▶ [PROMPT]
Everything in the records below should be set down again, word for word.
--------------------------------
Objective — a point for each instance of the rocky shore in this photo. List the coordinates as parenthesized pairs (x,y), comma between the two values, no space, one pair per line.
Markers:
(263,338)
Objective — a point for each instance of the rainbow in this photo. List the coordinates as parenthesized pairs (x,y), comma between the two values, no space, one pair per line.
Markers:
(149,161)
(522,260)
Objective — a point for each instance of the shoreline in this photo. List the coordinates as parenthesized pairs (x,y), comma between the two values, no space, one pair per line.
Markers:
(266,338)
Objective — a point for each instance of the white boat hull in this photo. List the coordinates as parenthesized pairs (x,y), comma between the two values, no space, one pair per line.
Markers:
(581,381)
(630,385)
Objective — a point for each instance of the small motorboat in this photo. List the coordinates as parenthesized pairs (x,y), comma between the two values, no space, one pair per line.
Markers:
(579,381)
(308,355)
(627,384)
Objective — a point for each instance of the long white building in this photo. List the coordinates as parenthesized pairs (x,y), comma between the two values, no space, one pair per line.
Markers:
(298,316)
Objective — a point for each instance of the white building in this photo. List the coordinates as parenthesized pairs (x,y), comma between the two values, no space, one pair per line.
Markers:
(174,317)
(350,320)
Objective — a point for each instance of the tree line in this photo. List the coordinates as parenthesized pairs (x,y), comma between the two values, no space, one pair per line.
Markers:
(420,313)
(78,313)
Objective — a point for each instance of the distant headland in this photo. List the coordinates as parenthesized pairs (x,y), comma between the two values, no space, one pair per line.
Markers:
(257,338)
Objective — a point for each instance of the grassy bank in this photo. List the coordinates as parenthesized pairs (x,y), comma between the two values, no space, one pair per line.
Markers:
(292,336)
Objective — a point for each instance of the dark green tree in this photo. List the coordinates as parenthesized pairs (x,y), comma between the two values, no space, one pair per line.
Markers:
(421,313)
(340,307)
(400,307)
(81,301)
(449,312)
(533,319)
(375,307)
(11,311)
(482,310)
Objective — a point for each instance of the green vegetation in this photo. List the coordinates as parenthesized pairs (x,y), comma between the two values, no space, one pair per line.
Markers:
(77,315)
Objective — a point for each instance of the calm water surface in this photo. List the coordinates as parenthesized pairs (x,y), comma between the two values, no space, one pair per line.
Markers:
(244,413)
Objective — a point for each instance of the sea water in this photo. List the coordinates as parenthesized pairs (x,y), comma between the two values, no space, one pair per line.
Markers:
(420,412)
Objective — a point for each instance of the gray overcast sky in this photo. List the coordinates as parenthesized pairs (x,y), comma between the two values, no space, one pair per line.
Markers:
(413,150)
--------------------------------
▶ [YOUR SOLUTION]
Objective — a point for each instance of the rocky shore in this photo. List the coordinates as parenthesized pairs (x,y), comma between the two values, no space, one pair per line.
Markers:
(263,338)
Objective — a point for each instance of the rainbow in this photo. List the coordinates as parenthesized pairs (x,y), comma between the two values, no space, one pair per line.
Markers:
(149,161)
(522,260)
Objective — a point for each instance of the shoreline in this photo. List the coordinates as parenthesized pairs (x,y), comma between the two values, no space, one pair per line.
Markers:
(266,338)
Objective — a point for each instance of the white boat hull in this photo. List the coordinates as parenthesized pairs (x,y), comma between the two values, no space, one pair per line.
Markers:
(581,381)
(630,385)
Objective — a point for each instance of the small motorboat in this photo. List the coordinates as parenthesized pairs (x,y), comma between the two values, no space, one pair per line.
Markers:
(579,381)
(308,355)
(627,384)
Objective — a point for each instance of the long white building in this photo. List the coordinates as parenthesized pairs (x,y), comma between the two values, no space, one pair per line.
Markers:
(298,316)
Objective — a point for each instance of the white building in this photo. List the coordinates as parenthesized pairs (x,y), comma between the two values, no space, one pair per line.
Markers:
(174,317)
(350,320)
Objective — a point for each instance of the tree line in this photo. List the coordinates as parenthesized pairs (x,y), comma between the two values, no space, one pair per line.
Markers:
(420,313)
(78,313)
Objective — a point for each instance of the distant headland in this photo. List the coordinates as parenthesized pairs (x,y), comma between the two values, no space, one pair per line.
Markers:
(257,338)
Objective — a point for each instance of the grassy bank in this photo. List the coordinates as parenthesized pairs (x,y), comma between the two values, no space, one pair per line.
Markers:
(292,336)
Objective — a point for each instance of the dark green tree in this photo. List the coordinates as parenthesized pairs (x,y), comma between the two values, no space, one pair per line.
Markers:
(421,313)
(340,307)
(400,307)
(81,301)
(449,312)
(533,319)
(375,307)
(11,311)
(482,310)
Objective — a point for each instance of the green vegetation in this photo. List the coordinates as parenthesized pairs (x,y), comma between the two values, no space, one pair per line.
Markers:
(77,315)
Objective — a point for each instance of the calm water surface in this photo. List the coordinates as parenthesized pairs (x,y), comma between the two values, no space, one pair per line.
Markers:
(244,413)
Objective — a point for each instance of the sea water in this photo. List the coordinates as parenthesized pairs (x,y), comma between the two values, no space, one pair per line.
Markers:
(420,412)
Objective — a point for each instance of the gray overcast sky in this photo. List the coordinates as parenthesized pairs (x,y), comma between the two values, no space, one pair per line.
Markers:
(413,150)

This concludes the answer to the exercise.